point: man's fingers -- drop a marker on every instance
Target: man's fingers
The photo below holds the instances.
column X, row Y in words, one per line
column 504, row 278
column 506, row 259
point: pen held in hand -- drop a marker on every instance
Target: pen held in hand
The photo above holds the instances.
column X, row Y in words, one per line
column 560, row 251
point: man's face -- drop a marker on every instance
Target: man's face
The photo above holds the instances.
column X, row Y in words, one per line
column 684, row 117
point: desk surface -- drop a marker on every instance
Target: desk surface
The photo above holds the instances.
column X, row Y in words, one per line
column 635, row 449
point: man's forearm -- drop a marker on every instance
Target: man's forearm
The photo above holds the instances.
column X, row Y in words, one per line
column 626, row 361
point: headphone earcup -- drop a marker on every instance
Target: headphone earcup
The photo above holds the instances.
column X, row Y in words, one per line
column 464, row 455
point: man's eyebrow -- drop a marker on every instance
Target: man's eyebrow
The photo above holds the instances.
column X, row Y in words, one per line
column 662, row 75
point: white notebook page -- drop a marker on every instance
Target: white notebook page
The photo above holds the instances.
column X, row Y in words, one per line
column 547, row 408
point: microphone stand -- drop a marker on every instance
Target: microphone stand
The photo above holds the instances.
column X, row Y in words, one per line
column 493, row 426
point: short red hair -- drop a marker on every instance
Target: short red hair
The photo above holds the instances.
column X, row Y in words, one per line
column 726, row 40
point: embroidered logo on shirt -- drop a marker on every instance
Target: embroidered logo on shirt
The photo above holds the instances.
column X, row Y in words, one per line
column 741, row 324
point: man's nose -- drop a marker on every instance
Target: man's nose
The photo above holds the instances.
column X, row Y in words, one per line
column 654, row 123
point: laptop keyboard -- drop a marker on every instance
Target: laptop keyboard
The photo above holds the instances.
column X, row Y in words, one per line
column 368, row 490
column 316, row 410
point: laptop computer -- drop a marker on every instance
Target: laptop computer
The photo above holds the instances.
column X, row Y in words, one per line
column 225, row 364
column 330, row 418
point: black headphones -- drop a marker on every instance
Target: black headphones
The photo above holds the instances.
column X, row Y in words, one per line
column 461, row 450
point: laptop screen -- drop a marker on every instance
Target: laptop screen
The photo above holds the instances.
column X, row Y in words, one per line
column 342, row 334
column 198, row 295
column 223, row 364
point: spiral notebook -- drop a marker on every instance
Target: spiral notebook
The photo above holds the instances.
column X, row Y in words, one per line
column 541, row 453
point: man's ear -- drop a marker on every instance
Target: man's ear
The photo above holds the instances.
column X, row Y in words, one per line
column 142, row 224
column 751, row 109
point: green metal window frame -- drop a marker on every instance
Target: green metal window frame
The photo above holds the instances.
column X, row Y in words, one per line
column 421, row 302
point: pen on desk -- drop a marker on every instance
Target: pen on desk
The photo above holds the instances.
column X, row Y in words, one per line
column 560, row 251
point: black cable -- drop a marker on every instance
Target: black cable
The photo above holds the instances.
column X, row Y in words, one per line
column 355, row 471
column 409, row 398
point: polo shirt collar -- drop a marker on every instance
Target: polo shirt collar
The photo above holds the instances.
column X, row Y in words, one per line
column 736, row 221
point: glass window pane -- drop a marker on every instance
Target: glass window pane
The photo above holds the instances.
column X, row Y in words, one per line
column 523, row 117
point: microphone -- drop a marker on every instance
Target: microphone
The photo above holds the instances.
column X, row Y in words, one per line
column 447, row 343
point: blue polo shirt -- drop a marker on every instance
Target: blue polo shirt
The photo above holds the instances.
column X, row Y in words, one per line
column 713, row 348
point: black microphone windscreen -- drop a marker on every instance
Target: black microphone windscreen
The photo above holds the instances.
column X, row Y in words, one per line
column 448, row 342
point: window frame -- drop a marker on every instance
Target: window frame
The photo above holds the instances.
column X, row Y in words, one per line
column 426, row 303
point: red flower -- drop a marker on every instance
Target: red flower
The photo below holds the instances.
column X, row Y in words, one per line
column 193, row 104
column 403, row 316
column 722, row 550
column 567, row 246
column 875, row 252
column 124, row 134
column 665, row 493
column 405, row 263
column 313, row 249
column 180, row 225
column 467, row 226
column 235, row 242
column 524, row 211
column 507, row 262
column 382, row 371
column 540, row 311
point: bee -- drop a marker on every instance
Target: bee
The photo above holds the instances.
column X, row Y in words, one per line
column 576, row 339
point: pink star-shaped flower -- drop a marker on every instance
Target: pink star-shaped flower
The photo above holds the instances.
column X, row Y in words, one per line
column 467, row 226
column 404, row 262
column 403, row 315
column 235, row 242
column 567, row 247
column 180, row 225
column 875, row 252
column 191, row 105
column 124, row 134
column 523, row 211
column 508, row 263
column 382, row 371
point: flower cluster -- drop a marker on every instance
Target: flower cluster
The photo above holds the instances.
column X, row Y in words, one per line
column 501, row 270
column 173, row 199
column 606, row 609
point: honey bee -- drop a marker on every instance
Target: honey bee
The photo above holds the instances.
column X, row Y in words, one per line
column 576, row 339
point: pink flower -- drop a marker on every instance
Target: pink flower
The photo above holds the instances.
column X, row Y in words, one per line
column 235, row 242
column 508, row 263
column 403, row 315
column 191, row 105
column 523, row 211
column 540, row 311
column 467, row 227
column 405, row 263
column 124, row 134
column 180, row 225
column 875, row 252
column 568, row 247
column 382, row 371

■ **Written task**:
Arrange the stretch of material from the line containing "point: flower cluster" through the end of the material, both ends included, as a numbered list with blank lines omitted.

■ **Answer in full**:
1. point: flower cluster -- drop a marker on every instance
2. Target: flower cluster
3. The photo above holds the instances.
4. column X, row Y in words, one per line
5. column 501, row 270
6. column 173, row 199
7. column 606, row 609
8. point: honey bee -- drop a marker on every instance
9. Target: honey bee
10. The photo above holds the instances.
11. column X, row Y in words, one per line
12. column 576, row 339
13. point: pink flower -- drop a marker on every instance
14. Target: pink flower
15. The photo above holds the instances.
16. column X, row Y in words, one per line
17. column 235, row 242
18. column 508, row 263
19. column 403, row 315
20. column 191, row 105
21. column 523, row 211
22. column 540, row 311
23. column 467, row 227
24. column 405, row 263
25. column 124, row 134
26. column 180, row 225
27. column 875, row 252
28. column 568, row 247
29. column 382, row 371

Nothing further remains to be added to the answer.